Pre-Crisis, Superman's Batman-like identity of Nightwing included a Kandorian counterpart to Ace the Bat-Hound, a telepathic dog named "Nighthound".

In other media

Television

 Ace appears in series set in the DC Animated Universe (DCAU), with vocal effects provided by Frank Welker.
 First appearing in Batman Beyond, this version is a Great Dane mix and Bruce Wayne's pet and guard dog who was originally a puppy involved in an illegal dog-fighting ring who eventually escaped and found Wayne in Crime Alley. After being injured while saving Wayne from a member of the gang Jokerz, Wayne adopted the dog, who became his sole companion in Wayne Manor until Terry McGinnis came into their lives.
 Ace makes a cameo appearance in the Static Shock episode "Future Shock".
*****
## Instruction 1
Print the passage on Ace the Bat-Hound from "Pre-Crisis, Superman's Batman-like" to "into their lives.".
## Instruction 2
For each statement, state whether it agrees with the passage on Ace the Bat-Hound, answering yes or no and quoting the words that decide it: (a) In the DC Animated Universe, Frank Welker provides Ace's vocal effects. (b) Ace first appears in the Static Shock episode "Future Shock". (c) Nighthound is a telepathic dog.
## Instruction 3
Continue the passage on Ace the Bat-Hound from the point where it stops.
None of the rows are needed here.
*****
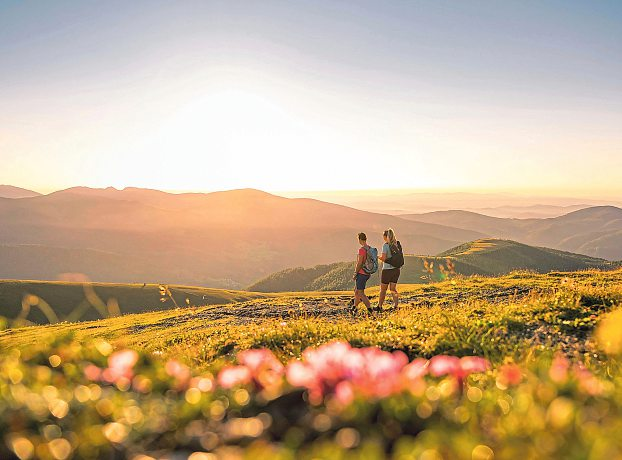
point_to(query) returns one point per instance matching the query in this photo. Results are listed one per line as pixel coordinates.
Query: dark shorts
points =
(390, 275)
(361, 281)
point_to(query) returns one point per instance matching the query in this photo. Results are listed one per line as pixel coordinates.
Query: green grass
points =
(89, 301)
(481, 257)
(511, 315)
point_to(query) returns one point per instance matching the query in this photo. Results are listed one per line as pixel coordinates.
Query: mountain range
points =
(232, 239)
(221, 239)
(481, 257)
(594, 231)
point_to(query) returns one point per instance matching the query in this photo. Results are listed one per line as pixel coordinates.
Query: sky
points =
(519, 96)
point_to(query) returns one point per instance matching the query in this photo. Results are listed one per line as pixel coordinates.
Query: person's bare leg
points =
(365, 300)
(382, 295)
(395, 294)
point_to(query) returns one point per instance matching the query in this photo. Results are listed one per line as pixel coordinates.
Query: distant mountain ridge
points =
(480, 257)
(220, 239)
(594, 231)
(10, 191)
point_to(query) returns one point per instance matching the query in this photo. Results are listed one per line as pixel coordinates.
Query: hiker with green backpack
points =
(366, 265)
(392, 260)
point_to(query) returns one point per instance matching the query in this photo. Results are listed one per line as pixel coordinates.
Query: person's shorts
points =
(390, 275)
(361, 281)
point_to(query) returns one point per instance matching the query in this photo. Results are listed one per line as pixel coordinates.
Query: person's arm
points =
(359, 263)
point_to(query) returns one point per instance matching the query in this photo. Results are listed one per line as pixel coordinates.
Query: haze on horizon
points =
(325, 95)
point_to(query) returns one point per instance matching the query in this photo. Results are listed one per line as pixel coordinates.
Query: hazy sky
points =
(312, 95)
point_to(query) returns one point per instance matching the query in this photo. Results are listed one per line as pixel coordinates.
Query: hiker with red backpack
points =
(392, 260)
(366, 265)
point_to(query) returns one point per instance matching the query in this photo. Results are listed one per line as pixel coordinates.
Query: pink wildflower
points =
(416, 369)
(444, 365)
(92, 372)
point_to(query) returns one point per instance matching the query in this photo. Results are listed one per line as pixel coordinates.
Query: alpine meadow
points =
(329, 230)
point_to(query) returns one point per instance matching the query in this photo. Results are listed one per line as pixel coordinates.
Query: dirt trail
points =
(327, 306)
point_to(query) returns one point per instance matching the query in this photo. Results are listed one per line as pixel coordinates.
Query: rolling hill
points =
(481, 257)
(74, 301)
(594, 231)
(10, 191)
(221, 239)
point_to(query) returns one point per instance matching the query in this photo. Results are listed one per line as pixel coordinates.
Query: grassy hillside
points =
(540, 362)
(481, 315)
(483, 257)
(88, 301)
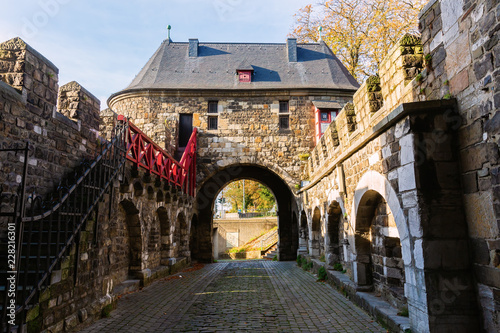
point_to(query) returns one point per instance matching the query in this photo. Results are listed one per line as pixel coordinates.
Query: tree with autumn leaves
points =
(359, 32)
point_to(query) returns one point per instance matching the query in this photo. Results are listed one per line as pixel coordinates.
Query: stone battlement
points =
(62, 123)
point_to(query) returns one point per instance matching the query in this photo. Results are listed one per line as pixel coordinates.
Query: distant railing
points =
(142, 151)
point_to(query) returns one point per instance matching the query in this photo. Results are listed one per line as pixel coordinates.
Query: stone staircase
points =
(271, 252)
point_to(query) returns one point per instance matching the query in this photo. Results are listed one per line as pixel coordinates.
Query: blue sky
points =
(103, 44)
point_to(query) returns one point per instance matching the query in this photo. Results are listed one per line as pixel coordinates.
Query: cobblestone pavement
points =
(238, 296)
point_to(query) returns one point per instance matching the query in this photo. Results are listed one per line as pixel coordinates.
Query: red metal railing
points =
(142, 151)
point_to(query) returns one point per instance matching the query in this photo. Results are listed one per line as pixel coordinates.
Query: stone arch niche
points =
(304, 233)
(315, 233)
(378, 248)
(135, 238)
(334, 229)
(372, 190)
(164, 235)
(202, 246)
(184, 236)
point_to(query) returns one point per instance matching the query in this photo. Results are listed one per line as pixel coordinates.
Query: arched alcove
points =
(334, 232)
(183, 237)
(315, 232)
(164, 235)
(378, 248)
(208, 191)
(135, 236)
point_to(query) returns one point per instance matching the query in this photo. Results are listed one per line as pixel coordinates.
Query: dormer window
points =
(244, 71)
(245, 76)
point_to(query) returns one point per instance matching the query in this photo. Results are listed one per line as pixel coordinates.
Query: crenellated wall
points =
(139, 230)
(29, 114)
(425, 132)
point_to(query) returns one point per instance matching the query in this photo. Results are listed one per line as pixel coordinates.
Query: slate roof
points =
(327, 105)
(216, 64)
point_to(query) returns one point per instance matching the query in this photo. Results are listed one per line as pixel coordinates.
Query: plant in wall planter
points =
(428, 61)
(304, 157)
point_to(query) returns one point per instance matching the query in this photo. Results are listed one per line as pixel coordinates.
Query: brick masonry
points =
(139, 231)
(441, 167)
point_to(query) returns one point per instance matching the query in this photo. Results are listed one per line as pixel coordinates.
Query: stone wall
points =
(462, 39)
(430, 168)
(248, 130)
(29, 114)
(137, 233)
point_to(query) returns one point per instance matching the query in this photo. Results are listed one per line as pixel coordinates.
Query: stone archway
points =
(183, 235)
(315, 233)
(135, 237)
(373, 181)
(334, 231)
(208, 191)
(381, 243)
(304, 233)
(164, 235)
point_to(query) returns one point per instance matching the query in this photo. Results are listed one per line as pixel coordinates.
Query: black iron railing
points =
(45, 232)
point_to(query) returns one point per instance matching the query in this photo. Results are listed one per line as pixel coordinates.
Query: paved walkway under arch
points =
(238, 296)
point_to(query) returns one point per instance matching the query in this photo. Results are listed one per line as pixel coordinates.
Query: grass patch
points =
(338, 267)
(322, 274)
(106, 311)
(403, 312)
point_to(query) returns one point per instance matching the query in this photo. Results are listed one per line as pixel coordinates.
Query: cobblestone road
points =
(238, 296)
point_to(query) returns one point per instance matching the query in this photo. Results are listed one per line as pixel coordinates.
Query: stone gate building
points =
(255, 107)
(394, 183)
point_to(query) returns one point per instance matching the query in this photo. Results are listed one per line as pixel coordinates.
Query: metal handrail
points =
(145, 153)
(34, 269)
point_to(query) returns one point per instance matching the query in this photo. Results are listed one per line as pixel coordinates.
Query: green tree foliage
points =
(258, 197)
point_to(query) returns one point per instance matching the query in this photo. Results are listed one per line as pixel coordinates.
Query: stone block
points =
(487, 275)
(469, 181)
(474, 158)
(407, 149)
(483, 66)
(406, 176)
(480, 251)
(458, 56)
(471, 134)
(459, 82)
(446, 254)
(70, 322)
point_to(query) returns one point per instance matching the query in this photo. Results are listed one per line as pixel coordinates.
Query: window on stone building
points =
(212, 106)
(284, 122)
(283, 106)
(212, 122)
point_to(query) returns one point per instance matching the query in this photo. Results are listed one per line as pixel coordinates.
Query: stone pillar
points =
(31, 74)
(79, 105)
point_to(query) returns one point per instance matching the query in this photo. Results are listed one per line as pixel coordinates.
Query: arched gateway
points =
(201, 245)
(258, 109)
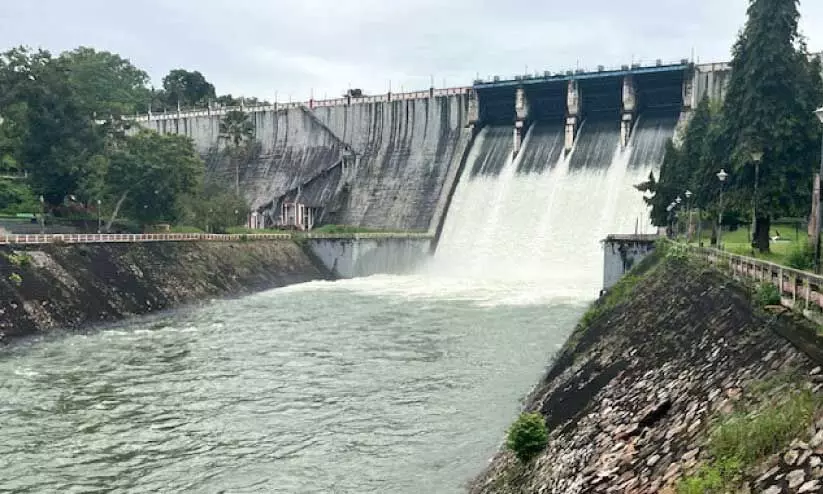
*****
## Final answer 1
Pre-Crisis, Superman's Batman-like identity of Nightwing included a Kandorian counterpart to Ace the Bat-Hound, a telepathic dog named "Nighthound".

In other media

Television

 Ace appears in series set in the DC Animated Universe (DCAU), with vocal effects provided by Frank Welker.
 First appearing in Batman Beyond, this version is a Great Dane mix and Bruce Wayne's pet and guard dog who was originally a puppy involved in an illegal dog-fighting ring who eventually escaped and found Wayne in Crime Alley. After being injured while saving Wayne from a member of the gang Jokerz, Wayne adopted the dog, who became his sole companion in Wayne Manor until Terry McGinnis came into their lives.

## Final answer 2
(a) Yes: "with vocal effects provided by Frank Welker"
(b) No: "First appearing in Batman Beyond"
(c) Yes: "a telepathic dog named "Nighthound""

## Final answer 3
 Ace appears in Krypto the Superdog, voiced by Scott McNeil. Similarly to Batman, this version employs various gadgets and equipment in his crime-fighting efforts, sees himself as Batman's partner instead of his pet, and battles the pets of Batman's rogues gallery such as the Joker's hyenas, Bud and Lou; the Penguin's Bad News Birds; and Catwoman's pet cat Isis. Additionally, he becomes a member of the Dog Star Patrol later in the series.
 Ace appears in Batman: The Brave and the Bold, with vocal effects provided by Dee Bradley Baker. 
 Ace appears in the "DC Super-Pets!" segment of DC Nation Shorts, voiced by Diedrich Bader.
 Ace appears in the Robot Chicken DC Comics Special 2: Villains in Paradise.
 Ace appears in the Justice League Action episode "Best Day Ever".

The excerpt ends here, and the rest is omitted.